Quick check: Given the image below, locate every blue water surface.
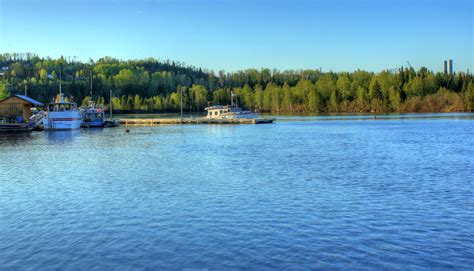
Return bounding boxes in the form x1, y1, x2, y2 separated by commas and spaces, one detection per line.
1, 114, 473, 270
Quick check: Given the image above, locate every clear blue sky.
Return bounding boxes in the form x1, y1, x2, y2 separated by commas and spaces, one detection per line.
0, 0, 472, 72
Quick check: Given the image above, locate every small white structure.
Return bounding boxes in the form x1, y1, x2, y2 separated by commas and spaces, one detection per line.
205, 92, 257, 119
205, 105, 226, 119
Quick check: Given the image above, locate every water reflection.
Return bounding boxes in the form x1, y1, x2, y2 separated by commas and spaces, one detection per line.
45, 130, 81, 143
1, 115, 473, 270
272, 112, 474, 122
0, 132, 36, 147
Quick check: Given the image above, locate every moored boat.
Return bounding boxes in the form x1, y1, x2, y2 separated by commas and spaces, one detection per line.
205, 92, 258, 119
43, 94, 82, 130
80, 102, 105, 128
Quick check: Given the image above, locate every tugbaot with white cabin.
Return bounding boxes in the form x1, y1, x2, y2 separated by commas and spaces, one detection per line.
205, 92, 258, 119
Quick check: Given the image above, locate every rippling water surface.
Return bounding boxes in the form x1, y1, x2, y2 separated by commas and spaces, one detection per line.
1, 114, 473, 270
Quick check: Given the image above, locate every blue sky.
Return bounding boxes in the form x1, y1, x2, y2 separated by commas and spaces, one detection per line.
0, 0, 472, 72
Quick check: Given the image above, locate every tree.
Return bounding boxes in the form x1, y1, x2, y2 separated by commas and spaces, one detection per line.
271, 84, 283, 112
81, 96, 91, 106
423, 74, 438, 95
307, 89, 324, 112
388, 86, 401, 111
190, 84, 208, 111
356, 86, 369, 111
152, 96, 163, 111
328, 89, 339, 112
466, 82, 474, 111
112, 96, 122, 110
212, 88, 226, 105
0, 80, 8, 100
241, 84, 254, 110
404, 76, 423, 97
114, 69, 135, 91
337, 74, 352, 101
262, 85, 272, 111
369, 79, 383, 101
254, 84, 264, 111
282, 82, 293, 112
39, 68, 47, 81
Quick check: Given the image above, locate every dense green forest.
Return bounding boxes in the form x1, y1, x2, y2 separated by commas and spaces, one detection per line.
1, 53, 473, 113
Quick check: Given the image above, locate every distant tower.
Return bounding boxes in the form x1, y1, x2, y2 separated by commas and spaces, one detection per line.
443, 60, 448, 74
448, 59, 453, 75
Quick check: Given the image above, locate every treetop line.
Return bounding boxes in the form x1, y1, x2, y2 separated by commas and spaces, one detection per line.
0, 53, 473, 113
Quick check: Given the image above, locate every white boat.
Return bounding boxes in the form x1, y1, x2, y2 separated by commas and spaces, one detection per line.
43, 94, 82, 130
205, 92, 258, 119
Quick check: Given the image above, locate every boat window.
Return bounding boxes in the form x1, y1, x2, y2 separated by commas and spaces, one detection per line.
220, 110, 223, 114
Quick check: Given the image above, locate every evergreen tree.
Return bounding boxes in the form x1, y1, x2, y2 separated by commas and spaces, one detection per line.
466, 82, 474, 111
0, 80, 8, 100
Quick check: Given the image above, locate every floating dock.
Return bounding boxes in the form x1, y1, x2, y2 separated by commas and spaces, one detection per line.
118, 118, 275, 125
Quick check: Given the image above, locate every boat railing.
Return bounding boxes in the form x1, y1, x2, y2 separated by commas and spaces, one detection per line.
30, 111, 44, 124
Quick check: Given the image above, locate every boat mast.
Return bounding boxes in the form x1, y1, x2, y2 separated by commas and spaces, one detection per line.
90, 69, 93, 98
59, 67, 62, 96
231, 91, 237, 107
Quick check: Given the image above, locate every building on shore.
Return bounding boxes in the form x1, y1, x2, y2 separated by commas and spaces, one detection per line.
0, 94, 44, 132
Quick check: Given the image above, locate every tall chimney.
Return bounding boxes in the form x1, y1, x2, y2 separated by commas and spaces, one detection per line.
443, 60, 448, 74
448, 59, 453, 75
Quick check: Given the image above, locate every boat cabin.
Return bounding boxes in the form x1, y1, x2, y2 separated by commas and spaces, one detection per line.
47, 102, 78, 112
205, 105, 229, 119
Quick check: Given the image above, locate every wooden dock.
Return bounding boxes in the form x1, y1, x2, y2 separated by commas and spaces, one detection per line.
118, 118, 275, 125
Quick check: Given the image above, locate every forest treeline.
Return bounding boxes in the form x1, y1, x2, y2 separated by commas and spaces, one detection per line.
1, 53, 473, 113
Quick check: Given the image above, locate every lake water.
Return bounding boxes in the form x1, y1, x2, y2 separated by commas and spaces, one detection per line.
1, 113, 473, 270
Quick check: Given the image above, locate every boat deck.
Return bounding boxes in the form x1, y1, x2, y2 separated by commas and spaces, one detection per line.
118, 118, 275, 125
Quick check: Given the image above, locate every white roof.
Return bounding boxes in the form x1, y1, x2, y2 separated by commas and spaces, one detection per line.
204, 105, 226, 110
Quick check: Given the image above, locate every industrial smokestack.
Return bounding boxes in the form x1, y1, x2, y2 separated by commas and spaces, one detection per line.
448, 59, 453, 75
443, 60, 448, 74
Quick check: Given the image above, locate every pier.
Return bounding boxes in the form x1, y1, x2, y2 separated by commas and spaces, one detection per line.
118, 118, 275, 125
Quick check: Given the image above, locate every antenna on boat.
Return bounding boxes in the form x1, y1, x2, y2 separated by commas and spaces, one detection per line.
59, 67, 62, 96
90, 69, 93, 98
231, 91, 237, 107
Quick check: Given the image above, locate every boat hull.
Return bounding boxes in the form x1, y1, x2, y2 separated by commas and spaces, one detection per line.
44, 119, 82, 130
44, 115, 82, 130
222, 112, 258, 119
81, 120, 105, 128
0, 123, 34, 132
80, 107, 105, 128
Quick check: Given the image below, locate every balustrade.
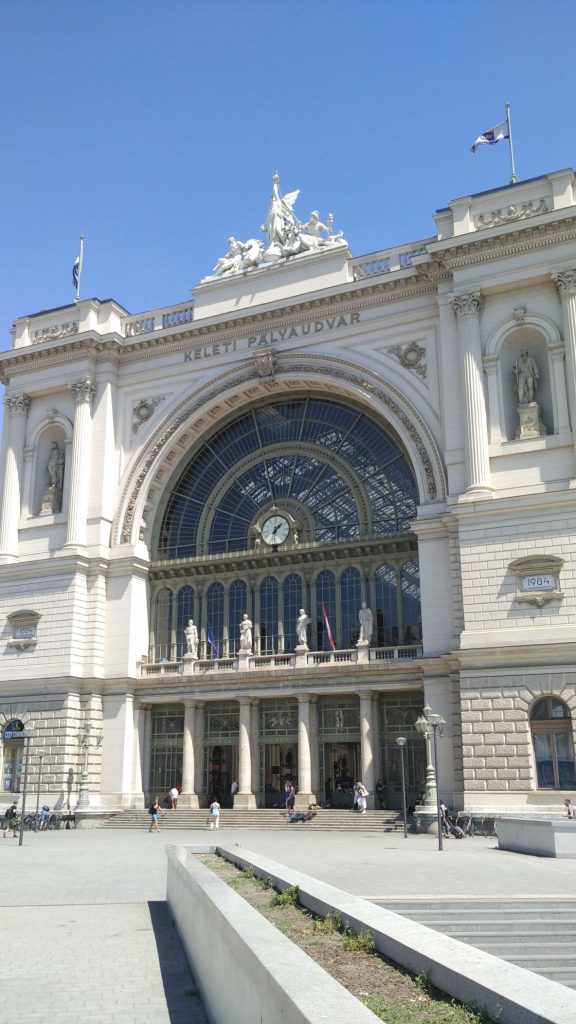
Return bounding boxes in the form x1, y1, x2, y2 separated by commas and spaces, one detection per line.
123, 301, 194, 337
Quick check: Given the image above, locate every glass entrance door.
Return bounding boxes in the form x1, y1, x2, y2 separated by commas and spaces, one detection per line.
2, 744, 24, 793
322, 742, 359, 807
263, 743, 297, 806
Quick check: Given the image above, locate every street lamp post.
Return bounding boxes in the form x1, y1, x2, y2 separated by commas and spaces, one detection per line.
395, 736, 408, 839
76, 721, 92, 810
415, 705, 446, 851
35, 752, 44, 830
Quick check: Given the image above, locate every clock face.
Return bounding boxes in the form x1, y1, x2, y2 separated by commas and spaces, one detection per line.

[WHAT TO WORK ON] Every line that includes "dock" must be copied from the material above.

[TASK OUTPUT]
Quick check: Given the image above, locate every floating dock.
Quick check: Given the image above, locate every wooden dock.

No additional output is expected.